== Gösterilen metin ==

Sabetay Tarikatı ve Fetö yapılanması

Türkiye’de din ve vicdan özgürlüğü anayasa teminatı altında olduğu halde çeşitli inanç sahiplerinin faaliyetlerini sürdürmek için gerekli olan mekânlar kurması ve yaşatması yasaklanmıştır. 30 Kasım 1925’te kabul edilen bir yasayla tekke, zaviye ve türbeler kapatılmış çeşitli unvanlar kaldırılmıştır. Ne gariptir ki; 500 Yıl boyunca atamız Osmanlı’nın hüküm sürdüğü Balkan topraklarında Hıristiyanlık dini çoğunlukta olduğu halde Müslümanlara ait medrese ve tekkeler açık olup faaliyetlerini sürdürmektedir. Nüfusunun büyük çoğunluğu Müslüman olan memleketimizde ise bu tarikatların resmi olarak faaliyet göstermeleri hala yasaktır. Bir kısım medya mensupları ise Müslümanlara hakaret edip çamur atmak için tarikatları malzeme yapmaktan çekinmemektedir.Bu çirkin durum Yahudi ritüellerini kabala yorumu ile yaşatan Sabetay tarikatına mensup kişileri ise çok fazla etkilememektedir. Çünkü bu tarikat; kurucusu Sabetay Sevi’nin Müslüman görünümlü gizli Yahudi kimliğinin sürdürülmesi açısından oldukça faydalı da olmuştur. Bu sayede sinsice sızmış oldukları devlet kurumlarında ele geçirdikleri makamları korumayı bilmişlerdir.

Özellikle Mason localarında aktif olarak faaliyetlerini sürdüren Sabetaycılar, Türkiye’de hariciye teşkilatı, üniversiteler, silahlı kuvvetler, sanat camiası, maliye ve bankacılık gibi

alanlarda hala çok güçlüdürler. Bununla birlikte Sevi’nin ölümü ile birlikte kendi aralarındaki ayrılıklar sonucunda üç parçaya bölünmek zorunda kalmışlardır.

===
== Derlenen malzeme ==

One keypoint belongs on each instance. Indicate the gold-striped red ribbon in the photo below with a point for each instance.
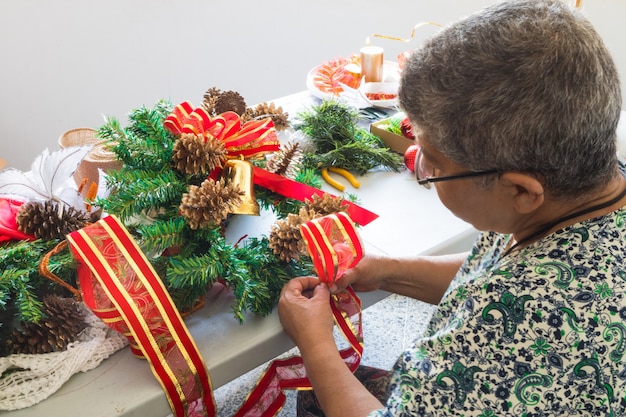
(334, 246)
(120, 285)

===
== Derlenen malzeme ==

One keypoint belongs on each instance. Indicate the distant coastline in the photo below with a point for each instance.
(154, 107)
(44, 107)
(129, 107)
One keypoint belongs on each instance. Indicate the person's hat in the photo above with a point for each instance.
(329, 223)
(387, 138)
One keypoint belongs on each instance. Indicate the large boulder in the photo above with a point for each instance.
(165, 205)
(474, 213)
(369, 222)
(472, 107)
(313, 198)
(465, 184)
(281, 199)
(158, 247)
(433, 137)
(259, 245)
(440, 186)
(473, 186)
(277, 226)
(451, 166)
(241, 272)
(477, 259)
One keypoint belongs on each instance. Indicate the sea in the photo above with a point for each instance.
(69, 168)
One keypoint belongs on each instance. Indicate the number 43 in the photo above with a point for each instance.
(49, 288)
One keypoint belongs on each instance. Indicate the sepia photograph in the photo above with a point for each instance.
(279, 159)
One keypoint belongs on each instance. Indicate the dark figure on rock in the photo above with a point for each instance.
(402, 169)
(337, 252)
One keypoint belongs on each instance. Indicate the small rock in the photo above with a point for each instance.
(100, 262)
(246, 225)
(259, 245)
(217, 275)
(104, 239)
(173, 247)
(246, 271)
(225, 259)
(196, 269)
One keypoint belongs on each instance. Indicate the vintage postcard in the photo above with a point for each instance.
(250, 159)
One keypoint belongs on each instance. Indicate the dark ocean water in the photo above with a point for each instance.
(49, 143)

===
== Derlenen malzeme ==

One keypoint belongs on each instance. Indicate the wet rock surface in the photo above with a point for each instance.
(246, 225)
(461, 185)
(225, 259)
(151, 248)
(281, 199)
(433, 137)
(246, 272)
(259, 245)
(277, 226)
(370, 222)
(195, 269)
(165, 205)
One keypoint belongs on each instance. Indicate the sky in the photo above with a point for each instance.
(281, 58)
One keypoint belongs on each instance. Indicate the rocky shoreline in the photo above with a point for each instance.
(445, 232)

===

__Yapılacak görevler__:
1. Sabetay tarikatını anlatan metne göre tekke, zaviye ve türbeleri kapatan yasa hangi tarihte kabul edilmiştir?
2. Sabetay tarikatını anlatan metinde "alanlarda hala çok" sözlerinin geçtiği yerden başlayın ve "bölünmek zorunda kalmışlardır." sözlerinden sonra durarak bu bölümü birebir kopyalayın.
Öğeler başka bir kaynaktan alınmıştır.

__Görev yanıtları__:
1. 30 Kasım 1925

2.
alanlarda hala çok güçlüdürler. Bununla birlikte Sevi’nin ölümü ile birlikte kendi aralarındaki ayrılıklar sonucunda üç parçaya bölünmek zorunda kalmışlardır.